J’ai un grand frère et une petite sœur. Quand je dis « mes » frères, je comprends mes cousins, mes potes, tout le monde. Je suis très famille.


Comment expliques-tu qu’on mette plus en avant certains joueurs aux statistiques quasiment similaires ?



Peut-être parce que je suis à Angers. Peut-être parce que je suis international africain.


Beaucoup de joueurs africains disent ça…



Oui, je le pense. Si j’avais été international français, je pense qu’on parlerait beaucoup plus de moi. Thauvin est un excellent joueur, il fait la saison de sa vie. Ça, c’est sûr. Mais, moi à côté, on ne parle pas beaucoup de moi… Ça ne me dérange pas.


Si tu devais finir l’interview par une phrase qui te représente ?



Ce n’est pas le départ qui compte mais l’arrivée. Même si je ne suis pas encore arrivé, je suis quand même en route. On peut voir beaucoup de joueurs qui ont fait toutes les équipes de France de jeunes et qui évoluent aujourd’hui en DH…

Déjà, avoir arrêté le foot pendant deux ans et arriver ici, on peut dire que tu es un miraculé…

Ouais. En fait, quand je suis revenu en 19 nationaux, j’ai eu le déclic. On avait fait une opposition interne avec l’équipe d’Alexandre Monier. On avait fait un match de détection entre les joueurs à l’essai et l’équipe des 19 nationaux. On avait gagné 3-0 et j’avais mis deux ou trois buts. Derrière, on avait fait les tests de vitesse. Après il avait dit : « Mais c’est pas possible, tu vas trop vite » (rires). Alors qu’à la base, il n’y avait soi-disant pas de place. Pour te dire, il m’avait appelé la veille pour un essai. J’arrive le jour J, il me sort : « J’ai trop d’attaquants à ton poste, ça ne sert à rien que tu joues en fait. Mais comme tu es là, habille-toi, je vais te faire jouer un peu même si ça ne sert à rien ». Et puis, il s’est passé ce qu’il s’est passé. J’ai mis mes buts et explosé le test de vitesse. Après, on avait fait un match amical contre je ne sais plus qui, j’avais mis un triplé. Et c’est parti de là… Il m’a dit : « On te prend ».


On peut dire que ce match là a changé ta vie…



J’avoue que ce match m’a fait revenir dans le circuit. S’il ne m’avait pas pris, j’aurais peut-être arrêté définitivement. Et puis même si on m’avait pris ailleurs en 19 nationaux, j’aurais stoppé. Je voulais rester à côté de chez moi.

* Lignes de données *
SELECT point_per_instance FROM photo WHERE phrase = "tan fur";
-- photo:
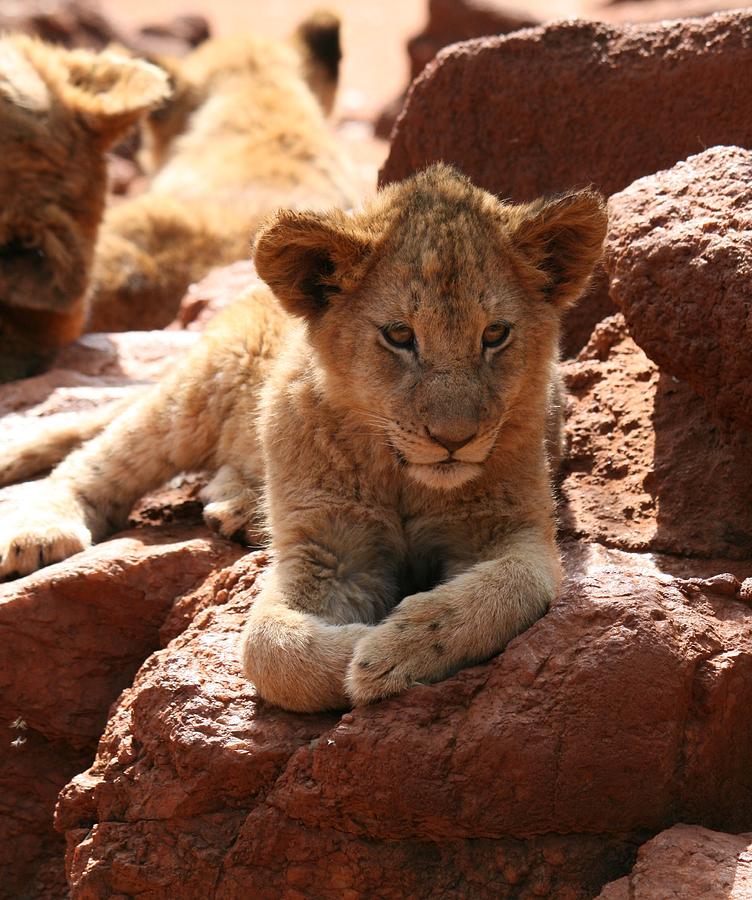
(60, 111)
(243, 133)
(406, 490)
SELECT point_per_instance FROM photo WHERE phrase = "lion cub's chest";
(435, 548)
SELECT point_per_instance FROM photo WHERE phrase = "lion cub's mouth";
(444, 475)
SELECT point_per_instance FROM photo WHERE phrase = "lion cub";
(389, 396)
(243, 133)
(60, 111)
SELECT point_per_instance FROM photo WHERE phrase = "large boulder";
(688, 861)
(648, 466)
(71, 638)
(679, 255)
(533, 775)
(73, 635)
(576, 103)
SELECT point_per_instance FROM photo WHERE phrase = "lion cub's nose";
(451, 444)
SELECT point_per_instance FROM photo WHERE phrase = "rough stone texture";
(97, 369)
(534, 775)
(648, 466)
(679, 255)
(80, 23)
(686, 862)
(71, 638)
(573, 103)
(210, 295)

==

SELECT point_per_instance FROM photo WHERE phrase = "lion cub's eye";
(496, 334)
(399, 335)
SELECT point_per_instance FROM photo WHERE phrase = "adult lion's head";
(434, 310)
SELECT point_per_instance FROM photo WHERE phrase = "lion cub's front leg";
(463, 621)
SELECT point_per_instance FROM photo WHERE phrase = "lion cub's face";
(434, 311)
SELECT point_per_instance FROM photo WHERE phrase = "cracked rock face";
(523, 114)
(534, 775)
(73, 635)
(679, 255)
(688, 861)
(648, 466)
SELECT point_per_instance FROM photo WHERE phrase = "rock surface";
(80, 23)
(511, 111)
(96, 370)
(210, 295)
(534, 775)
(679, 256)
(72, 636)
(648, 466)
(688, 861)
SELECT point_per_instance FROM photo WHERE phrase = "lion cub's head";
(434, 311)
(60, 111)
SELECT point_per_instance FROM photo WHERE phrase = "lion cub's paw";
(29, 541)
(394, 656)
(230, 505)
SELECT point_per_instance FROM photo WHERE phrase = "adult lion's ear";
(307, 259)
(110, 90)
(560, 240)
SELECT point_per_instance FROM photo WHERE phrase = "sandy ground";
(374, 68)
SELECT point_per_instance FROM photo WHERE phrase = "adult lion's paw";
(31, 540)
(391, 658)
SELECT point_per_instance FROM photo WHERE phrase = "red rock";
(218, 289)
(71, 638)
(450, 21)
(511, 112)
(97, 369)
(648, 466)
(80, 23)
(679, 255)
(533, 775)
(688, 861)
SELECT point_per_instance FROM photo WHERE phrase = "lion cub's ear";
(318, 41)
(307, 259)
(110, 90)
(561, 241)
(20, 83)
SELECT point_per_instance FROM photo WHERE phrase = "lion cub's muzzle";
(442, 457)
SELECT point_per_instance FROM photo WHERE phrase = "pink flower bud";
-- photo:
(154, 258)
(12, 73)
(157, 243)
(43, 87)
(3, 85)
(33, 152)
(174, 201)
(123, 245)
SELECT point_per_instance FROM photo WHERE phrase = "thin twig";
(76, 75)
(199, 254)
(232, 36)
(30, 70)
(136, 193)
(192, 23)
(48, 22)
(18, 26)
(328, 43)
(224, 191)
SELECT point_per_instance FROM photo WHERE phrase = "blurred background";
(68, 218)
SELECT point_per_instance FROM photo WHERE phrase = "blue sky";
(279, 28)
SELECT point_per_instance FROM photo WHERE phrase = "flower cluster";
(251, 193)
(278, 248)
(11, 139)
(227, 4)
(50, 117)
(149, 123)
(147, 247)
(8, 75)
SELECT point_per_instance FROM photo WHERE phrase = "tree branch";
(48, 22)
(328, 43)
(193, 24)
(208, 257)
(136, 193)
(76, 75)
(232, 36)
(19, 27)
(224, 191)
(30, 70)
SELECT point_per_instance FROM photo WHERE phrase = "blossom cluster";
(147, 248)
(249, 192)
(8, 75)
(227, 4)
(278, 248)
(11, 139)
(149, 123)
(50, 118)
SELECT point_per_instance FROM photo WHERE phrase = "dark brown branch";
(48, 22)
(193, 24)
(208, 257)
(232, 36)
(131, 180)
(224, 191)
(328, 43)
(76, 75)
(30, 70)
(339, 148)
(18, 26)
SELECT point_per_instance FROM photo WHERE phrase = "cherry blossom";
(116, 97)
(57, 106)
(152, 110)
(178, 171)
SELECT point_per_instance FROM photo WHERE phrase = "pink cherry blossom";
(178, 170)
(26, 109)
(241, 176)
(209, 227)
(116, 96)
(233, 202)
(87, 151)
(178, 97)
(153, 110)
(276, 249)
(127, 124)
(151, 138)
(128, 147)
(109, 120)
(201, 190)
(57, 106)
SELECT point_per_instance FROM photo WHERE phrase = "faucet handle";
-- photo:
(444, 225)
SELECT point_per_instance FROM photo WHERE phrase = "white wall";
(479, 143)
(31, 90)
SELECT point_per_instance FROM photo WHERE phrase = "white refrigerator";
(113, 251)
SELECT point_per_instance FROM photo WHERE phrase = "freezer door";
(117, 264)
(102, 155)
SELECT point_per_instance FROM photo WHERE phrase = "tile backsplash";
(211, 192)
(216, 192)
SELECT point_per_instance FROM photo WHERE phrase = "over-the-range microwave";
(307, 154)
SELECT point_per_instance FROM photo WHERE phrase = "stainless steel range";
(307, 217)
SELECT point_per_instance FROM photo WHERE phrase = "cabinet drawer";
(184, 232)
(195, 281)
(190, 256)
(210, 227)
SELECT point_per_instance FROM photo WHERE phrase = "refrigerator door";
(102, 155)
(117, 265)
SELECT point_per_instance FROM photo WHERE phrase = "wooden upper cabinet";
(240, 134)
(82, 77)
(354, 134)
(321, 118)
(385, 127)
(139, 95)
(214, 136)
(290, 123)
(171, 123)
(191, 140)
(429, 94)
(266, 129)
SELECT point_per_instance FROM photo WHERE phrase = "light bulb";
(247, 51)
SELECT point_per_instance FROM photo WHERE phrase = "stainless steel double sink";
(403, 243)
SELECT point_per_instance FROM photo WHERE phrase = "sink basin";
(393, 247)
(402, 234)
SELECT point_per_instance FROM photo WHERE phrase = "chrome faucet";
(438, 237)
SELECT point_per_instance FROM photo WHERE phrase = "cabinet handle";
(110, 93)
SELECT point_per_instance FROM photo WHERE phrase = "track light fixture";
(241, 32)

---

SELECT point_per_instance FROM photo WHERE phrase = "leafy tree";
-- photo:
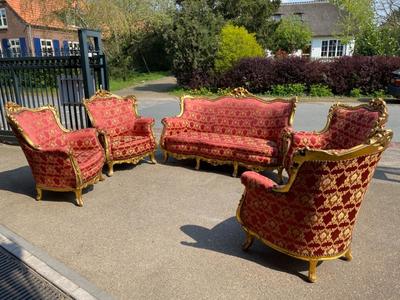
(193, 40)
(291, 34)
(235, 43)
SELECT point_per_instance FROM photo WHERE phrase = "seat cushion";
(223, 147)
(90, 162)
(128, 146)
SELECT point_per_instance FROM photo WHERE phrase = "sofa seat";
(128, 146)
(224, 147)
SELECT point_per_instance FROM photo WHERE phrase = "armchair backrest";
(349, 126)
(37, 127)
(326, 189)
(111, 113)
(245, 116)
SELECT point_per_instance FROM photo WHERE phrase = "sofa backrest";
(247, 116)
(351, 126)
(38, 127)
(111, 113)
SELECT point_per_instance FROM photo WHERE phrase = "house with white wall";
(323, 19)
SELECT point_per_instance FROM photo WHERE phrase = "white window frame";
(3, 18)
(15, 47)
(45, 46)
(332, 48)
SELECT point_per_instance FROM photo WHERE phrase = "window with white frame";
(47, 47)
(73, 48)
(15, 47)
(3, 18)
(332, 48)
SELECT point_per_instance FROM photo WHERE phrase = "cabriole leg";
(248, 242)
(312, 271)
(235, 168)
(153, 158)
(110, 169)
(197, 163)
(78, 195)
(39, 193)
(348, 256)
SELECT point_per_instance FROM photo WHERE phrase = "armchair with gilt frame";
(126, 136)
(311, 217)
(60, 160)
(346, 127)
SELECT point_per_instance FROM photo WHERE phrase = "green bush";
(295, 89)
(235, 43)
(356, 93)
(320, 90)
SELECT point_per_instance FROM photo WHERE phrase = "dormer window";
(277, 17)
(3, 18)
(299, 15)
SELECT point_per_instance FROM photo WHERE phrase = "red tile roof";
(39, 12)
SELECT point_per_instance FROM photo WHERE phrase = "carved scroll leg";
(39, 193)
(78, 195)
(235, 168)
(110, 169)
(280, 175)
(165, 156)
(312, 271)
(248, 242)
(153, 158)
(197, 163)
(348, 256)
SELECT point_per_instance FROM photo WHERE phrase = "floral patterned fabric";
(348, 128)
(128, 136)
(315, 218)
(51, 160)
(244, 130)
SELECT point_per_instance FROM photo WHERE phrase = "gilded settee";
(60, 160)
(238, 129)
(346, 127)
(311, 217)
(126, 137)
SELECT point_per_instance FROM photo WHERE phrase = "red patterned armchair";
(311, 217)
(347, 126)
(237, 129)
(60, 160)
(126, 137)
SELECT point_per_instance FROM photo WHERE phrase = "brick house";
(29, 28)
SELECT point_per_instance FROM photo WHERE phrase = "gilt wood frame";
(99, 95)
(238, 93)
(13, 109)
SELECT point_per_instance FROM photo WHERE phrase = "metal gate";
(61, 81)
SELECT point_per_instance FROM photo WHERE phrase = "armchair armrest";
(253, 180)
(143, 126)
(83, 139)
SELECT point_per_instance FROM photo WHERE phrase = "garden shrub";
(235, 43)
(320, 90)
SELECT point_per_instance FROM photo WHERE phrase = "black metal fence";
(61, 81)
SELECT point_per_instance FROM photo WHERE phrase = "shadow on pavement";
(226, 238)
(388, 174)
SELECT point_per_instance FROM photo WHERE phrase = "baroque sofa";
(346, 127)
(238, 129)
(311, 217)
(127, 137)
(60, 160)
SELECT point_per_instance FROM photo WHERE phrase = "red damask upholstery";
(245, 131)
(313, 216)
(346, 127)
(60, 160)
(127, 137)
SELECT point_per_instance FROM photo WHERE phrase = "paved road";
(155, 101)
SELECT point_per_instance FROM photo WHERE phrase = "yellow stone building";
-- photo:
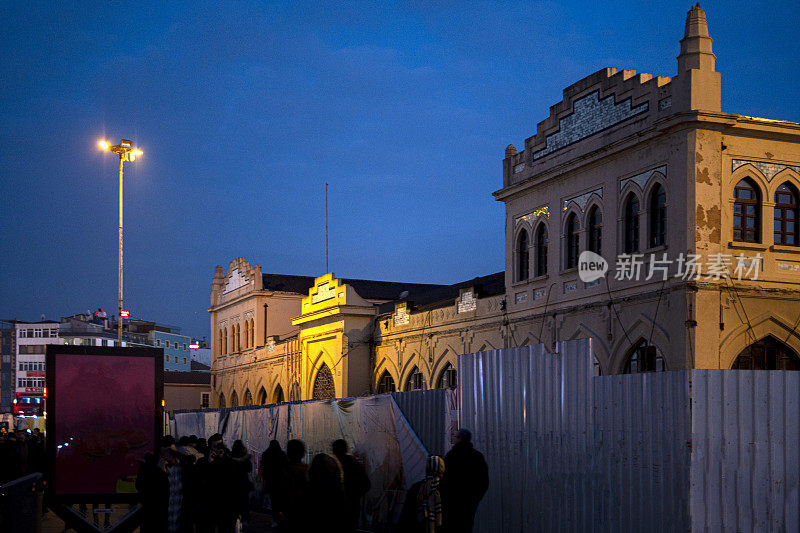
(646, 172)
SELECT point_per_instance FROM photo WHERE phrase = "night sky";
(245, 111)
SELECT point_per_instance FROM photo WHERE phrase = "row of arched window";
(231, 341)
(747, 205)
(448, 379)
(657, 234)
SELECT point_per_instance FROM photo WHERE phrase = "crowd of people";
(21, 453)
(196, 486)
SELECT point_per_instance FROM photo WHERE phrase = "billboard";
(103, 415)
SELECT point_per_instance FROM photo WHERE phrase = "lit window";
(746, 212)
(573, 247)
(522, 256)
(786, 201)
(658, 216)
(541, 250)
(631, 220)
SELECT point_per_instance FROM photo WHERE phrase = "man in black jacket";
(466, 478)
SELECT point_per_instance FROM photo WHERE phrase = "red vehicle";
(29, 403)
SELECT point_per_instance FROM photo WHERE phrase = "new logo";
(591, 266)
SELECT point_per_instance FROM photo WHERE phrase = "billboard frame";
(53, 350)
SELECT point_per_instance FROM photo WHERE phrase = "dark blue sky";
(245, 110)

* Consigne *
Citez mot pour mot, dans l'ordre où elles apparaissent, toutes les interventions de l'intervieweur dans l'extrait sur le footballeur d'Angers.

* Réponse attendue *
1. « Comment expliques-tu qu’on mette plus en avant certains joueurs aux statistiques quasiment similaires ? »
2. « Beaucoup de joueurs africains disent ça… »
3. « Si tu devais finir l’interview par une phrase qui te représente ? »
4. « Déjà, avoir arrêté le foot pendant deux ans et arriver ici, on peut dire que tu es un miraculé… »
5. « On peut dire que ce match là a changé ta vie… »